Exercise objective. Which lines of the data below contain the word "white", matching case exactly? Identify each such line and copy it in full.

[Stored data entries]
:::
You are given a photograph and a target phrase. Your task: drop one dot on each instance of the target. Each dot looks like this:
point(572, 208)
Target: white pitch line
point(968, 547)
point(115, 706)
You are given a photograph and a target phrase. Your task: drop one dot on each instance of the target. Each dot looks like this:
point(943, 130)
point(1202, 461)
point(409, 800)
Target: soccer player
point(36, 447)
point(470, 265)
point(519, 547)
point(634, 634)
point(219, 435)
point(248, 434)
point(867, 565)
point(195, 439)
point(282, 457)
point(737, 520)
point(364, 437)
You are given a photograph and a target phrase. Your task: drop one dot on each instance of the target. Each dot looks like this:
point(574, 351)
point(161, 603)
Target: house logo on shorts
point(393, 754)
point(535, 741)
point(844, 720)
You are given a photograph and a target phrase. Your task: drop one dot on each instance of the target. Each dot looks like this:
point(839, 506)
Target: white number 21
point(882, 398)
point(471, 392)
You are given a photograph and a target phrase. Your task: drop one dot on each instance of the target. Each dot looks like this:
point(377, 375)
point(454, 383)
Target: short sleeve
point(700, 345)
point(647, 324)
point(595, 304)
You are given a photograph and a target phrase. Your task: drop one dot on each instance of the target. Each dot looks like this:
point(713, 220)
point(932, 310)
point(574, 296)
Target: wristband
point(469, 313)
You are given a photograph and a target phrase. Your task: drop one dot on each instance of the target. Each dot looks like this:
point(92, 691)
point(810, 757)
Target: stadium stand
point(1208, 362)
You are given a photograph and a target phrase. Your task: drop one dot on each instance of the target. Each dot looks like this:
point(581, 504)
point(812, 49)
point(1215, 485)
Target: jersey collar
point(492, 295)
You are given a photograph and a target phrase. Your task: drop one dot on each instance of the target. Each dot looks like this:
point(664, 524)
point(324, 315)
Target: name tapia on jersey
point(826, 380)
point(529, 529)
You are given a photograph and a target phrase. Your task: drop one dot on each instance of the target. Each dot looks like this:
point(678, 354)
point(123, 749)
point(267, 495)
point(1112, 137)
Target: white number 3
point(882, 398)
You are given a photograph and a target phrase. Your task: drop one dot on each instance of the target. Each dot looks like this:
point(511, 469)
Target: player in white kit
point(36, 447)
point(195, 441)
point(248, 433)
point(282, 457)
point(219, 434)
:::
Solution.
Target: white pitch line
Target: white number 21
Target: white number 3
Target: player in white kit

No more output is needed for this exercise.